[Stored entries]

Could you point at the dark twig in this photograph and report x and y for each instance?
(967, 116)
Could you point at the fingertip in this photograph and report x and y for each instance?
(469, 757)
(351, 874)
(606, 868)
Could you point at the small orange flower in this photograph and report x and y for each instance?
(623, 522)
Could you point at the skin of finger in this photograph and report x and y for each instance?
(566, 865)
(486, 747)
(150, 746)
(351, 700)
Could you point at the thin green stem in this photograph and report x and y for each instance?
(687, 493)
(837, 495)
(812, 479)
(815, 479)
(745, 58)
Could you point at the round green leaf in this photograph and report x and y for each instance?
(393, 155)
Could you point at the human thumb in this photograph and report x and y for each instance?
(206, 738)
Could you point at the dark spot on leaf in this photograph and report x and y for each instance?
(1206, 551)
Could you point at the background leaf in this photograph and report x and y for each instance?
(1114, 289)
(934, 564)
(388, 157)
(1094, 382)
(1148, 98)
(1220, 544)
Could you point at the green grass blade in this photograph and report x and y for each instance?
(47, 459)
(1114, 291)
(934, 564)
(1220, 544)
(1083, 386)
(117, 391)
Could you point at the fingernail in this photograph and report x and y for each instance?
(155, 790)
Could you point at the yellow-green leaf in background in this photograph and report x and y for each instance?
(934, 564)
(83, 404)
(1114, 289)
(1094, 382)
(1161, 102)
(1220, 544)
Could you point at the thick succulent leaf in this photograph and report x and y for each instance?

---

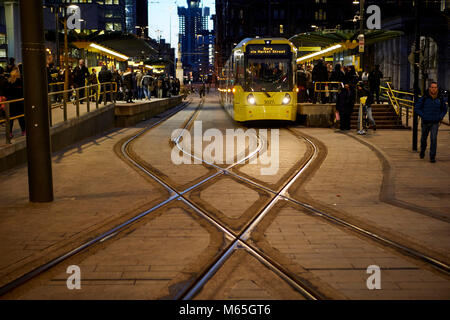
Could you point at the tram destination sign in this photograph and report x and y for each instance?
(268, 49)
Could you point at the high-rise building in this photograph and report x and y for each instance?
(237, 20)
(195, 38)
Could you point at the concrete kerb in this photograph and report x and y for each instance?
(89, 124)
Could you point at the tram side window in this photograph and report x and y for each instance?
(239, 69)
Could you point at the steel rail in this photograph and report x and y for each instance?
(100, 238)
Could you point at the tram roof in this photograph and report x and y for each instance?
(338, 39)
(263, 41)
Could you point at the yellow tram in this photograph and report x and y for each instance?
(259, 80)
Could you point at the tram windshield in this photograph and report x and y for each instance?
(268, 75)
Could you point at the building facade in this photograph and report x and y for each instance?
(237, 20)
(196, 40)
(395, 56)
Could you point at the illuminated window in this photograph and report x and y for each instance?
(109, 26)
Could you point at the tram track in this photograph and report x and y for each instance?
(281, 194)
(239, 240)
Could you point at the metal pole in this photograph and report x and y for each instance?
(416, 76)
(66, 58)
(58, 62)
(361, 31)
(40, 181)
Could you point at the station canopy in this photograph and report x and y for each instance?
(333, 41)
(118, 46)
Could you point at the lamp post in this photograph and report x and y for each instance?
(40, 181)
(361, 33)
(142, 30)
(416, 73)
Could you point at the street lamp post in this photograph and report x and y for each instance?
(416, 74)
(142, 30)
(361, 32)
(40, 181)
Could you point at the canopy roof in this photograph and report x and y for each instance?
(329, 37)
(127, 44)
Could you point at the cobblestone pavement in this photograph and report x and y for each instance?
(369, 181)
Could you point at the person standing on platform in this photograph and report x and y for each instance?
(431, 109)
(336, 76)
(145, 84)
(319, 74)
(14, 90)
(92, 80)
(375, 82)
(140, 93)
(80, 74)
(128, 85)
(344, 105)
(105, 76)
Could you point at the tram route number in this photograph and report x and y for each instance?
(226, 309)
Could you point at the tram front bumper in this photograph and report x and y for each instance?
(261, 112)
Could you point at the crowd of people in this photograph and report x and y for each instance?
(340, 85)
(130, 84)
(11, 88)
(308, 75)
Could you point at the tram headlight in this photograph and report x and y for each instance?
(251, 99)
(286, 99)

Requirement: Extract every line from the items above that contains the string "roof", treating uppercase and lowercase as distinct.

Final result:
Could you point at the tram roof in this photograph and report x and y for each instance?
Could you point at the canopy roof in this photograph and report x and y for each instance?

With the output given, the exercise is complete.